⟨

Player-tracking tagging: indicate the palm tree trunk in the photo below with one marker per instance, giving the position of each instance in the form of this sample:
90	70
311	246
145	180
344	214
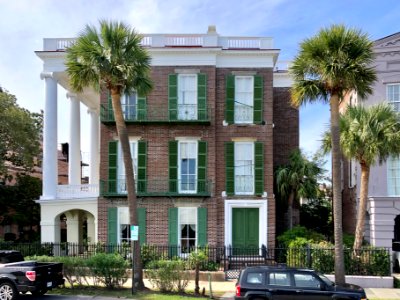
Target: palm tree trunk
290	210
337	193
130	184
362	208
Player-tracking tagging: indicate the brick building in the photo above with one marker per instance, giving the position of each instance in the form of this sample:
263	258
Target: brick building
204	142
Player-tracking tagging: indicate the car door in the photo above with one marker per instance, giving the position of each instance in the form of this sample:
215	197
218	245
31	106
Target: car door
279	285
308	286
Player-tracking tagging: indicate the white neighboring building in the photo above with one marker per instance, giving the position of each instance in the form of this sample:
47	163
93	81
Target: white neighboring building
383	212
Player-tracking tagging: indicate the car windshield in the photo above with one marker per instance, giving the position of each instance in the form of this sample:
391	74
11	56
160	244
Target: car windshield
326	280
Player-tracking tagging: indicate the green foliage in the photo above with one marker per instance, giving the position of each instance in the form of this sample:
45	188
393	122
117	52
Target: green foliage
297	232
317	215
20	134
108	269
298	253
19	206
151	253
167	275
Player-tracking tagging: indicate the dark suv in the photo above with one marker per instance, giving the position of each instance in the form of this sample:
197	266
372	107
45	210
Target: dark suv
258	283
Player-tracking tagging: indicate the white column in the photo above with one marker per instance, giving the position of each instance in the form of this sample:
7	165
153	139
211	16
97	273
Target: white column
50	168
74	151
94	147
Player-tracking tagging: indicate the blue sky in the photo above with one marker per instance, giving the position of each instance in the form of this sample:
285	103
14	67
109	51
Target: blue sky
24	24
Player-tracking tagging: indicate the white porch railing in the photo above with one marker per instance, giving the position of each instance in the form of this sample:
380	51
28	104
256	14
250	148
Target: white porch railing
180	40
77	191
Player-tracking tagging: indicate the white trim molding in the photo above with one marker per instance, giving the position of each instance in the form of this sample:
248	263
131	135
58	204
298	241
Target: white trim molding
262	205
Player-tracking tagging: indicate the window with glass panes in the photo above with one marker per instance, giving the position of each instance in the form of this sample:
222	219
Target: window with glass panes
129	106
187	97
123	225
393	176
121	186
244	98
393	164
187	228
244	168
187	166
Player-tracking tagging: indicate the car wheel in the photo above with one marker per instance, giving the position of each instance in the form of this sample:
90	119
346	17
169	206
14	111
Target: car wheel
7	291
39	292
396	267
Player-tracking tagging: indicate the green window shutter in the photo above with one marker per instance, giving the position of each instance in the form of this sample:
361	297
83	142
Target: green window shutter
202	226
112	166
259	168
141	108
112	226
110	111
141	215
173	97
202	97
230	99
173	231
230	167
258	100
202	167
173	166
142	170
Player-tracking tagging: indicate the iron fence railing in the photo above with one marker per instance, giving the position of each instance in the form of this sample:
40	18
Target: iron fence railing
367	261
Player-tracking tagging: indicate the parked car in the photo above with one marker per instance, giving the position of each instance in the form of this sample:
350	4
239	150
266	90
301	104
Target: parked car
19	276
264	282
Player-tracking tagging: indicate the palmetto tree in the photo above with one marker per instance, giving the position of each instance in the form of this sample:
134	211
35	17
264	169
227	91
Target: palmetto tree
368	135
297	179
330	64
111	57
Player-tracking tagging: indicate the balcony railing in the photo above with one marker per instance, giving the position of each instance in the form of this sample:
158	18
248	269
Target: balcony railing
68	191
184	113
179	40
157	187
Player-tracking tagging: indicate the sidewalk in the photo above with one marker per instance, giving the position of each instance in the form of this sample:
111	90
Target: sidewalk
226	290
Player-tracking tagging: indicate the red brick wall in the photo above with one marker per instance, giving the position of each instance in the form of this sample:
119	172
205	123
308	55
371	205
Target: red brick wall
158	135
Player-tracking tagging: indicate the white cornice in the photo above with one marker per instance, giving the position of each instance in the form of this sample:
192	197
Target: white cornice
282	79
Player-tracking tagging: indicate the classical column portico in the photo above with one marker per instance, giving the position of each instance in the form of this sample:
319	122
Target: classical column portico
50	170
94	147
74	151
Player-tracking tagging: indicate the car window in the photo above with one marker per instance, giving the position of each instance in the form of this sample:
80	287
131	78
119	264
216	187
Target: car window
279	278
255	277
306	280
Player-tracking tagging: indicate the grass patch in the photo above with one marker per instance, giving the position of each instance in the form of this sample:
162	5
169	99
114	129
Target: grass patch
124	293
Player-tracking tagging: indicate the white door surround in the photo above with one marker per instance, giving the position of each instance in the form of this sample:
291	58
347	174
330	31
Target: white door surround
262	205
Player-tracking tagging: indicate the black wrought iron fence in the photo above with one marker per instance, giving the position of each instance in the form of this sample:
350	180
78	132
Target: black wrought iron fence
368	261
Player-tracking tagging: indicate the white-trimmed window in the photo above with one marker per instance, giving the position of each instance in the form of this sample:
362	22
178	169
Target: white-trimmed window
124	233
244	99
393	95
393	176
187	96
187	166
244	168
187	220
129	106
121	166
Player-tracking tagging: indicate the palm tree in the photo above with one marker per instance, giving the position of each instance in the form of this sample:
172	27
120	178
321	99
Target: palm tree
297	179
111	57
368	135
335	61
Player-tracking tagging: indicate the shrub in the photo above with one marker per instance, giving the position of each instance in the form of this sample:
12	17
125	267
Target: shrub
298	253
323	257
108	269
168	274
297	232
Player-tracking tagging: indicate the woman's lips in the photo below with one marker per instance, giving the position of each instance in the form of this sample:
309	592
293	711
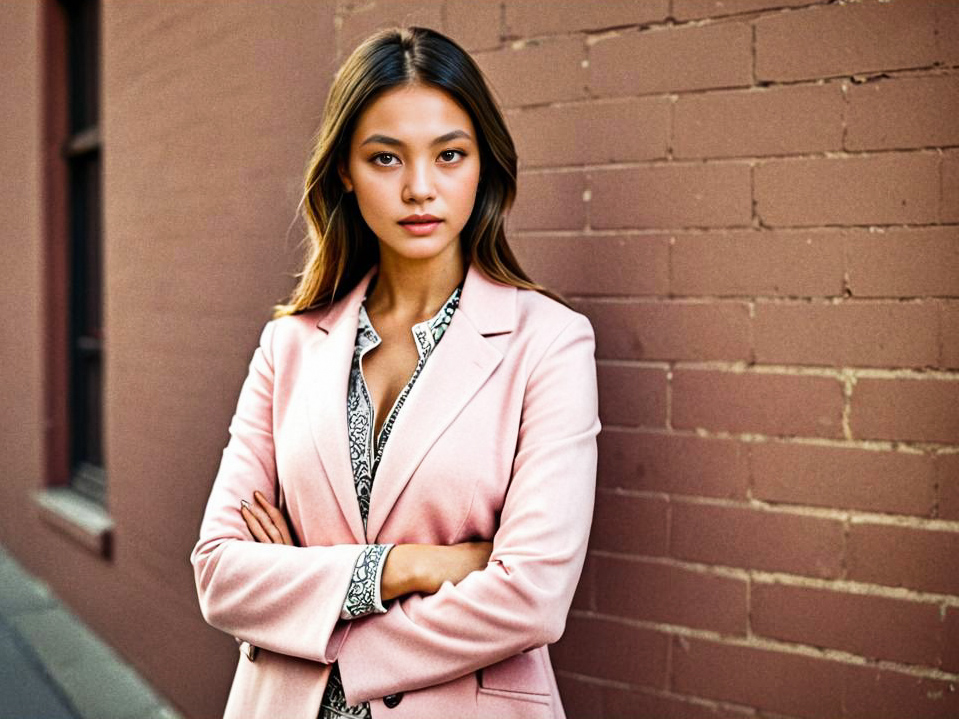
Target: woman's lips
421	228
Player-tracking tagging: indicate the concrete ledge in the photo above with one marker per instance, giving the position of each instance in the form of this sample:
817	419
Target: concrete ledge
81	519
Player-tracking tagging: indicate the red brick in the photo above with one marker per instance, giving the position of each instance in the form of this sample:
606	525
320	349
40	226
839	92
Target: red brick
949	209
612	651
695	9
903	113
950	640
850	333
630	525
667	329
773	121
870	626
947	479
549	201
619	703
895	556
654	592
673	463
597	265
642	63
580	699
632	396
925	410
772	262
871	693
531	17
775	404
363	21
949	333
914	262
756	539
671	196
474	25
845	39
892	188
591	133
546	71
947	35
777	681
843	477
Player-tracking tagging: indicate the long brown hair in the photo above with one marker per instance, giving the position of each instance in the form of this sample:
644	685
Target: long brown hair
342	248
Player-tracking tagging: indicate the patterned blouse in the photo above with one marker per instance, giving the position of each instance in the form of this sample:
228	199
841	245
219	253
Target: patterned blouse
363	594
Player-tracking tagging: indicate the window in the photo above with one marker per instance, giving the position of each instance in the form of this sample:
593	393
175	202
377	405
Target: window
75	256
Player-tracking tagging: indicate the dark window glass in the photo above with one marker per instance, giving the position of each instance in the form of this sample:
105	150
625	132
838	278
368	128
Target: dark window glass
83	155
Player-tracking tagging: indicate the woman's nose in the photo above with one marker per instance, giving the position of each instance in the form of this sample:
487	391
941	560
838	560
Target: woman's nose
420	184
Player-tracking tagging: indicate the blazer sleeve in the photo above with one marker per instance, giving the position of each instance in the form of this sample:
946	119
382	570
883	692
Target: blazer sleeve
521	598
282	598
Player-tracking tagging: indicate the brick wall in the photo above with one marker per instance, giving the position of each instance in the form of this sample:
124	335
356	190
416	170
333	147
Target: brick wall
756	203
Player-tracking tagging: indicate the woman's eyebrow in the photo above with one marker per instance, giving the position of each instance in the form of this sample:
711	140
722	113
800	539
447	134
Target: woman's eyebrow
386	140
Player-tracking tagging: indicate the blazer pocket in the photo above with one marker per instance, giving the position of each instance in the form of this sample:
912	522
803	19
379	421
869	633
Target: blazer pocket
523	676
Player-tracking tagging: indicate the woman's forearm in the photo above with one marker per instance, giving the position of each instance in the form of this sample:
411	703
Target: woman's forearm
424	567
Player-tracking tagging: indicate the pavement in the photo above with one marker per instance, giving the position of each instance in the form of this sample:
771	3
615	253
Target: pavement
52	666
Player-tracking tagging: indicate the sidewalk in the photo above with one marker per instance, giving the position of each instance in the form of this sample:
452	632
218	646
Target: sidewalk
53	667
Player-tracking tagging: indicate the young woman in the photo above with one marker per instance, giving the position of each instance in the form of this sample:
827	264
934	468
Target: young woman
400	517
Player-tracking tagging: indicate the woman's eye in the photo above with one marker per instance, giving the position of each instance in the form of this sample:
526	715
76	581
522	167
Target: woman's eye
387	155
450	155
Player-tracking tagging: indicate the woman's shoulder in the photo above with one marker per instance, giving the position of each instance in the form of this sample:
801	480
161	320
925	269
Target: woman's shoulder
542	319
291	329
540	310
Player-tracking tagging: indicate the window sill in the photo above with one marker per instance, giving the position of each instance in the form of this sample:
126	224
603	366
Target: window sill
81	519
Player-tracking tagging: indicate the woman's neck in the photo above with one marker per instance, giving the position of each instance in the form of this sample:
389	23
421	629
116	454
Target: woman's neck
415	289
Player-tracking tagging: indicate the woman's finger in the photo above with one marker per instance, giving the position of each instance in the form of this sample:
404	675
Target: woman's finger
266	523
252	523
276	516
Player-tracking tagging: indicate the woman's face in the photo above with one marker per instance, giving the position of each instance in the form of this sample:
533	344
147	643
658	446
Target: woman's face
414	152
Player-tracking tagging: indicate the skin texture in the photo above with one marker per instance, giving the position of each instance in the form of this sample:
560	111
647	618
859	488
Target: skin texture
417	175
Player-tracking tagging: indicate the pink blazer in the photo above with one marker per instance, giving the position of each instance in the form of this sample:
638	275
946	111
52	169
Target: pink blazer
496	441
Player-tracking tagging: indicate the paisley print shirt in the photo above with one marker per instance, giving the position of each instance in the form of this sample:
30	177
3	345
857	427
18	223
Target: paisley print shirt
363	594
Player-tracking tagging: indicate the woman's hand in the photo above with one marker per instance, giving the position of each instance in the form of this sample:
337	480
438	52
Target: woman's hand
424	567
265	522
409	567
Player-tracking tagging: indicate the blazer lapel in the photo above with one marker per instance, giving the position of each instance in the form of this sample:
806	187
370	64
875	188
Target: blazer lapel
329	357
459	365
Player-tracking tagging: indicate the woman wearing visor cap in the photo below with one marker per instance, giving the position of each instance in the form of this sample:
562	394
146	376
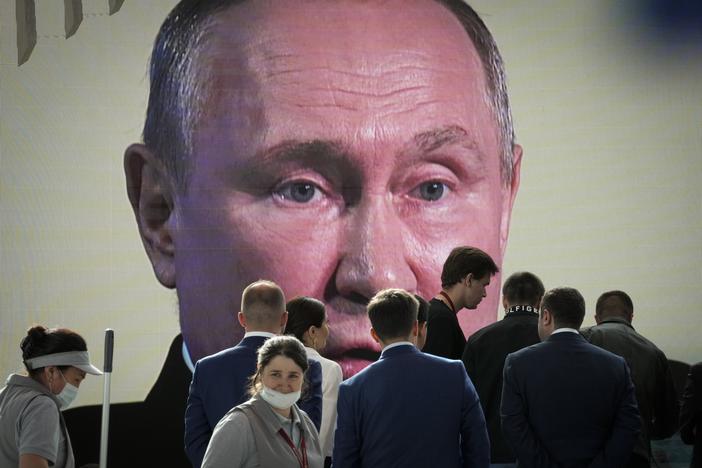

⟩

Only lines holding the word "below" are wanted; list them all from the material.

Player-tracking tagging: indicate the palm tree trunk in the photo below with one marker per instance, giving the position of each instance in the form of this sample:
Player-tracking tagging: indicate the woman's lips in the photo below with one marker per instance, giving the position of each instance in the form of this sample:
Player-tracking tagging: indicate the woman wearing visor cap in the photo below with one marker per instance, giving the position of each instance in the form of this sample:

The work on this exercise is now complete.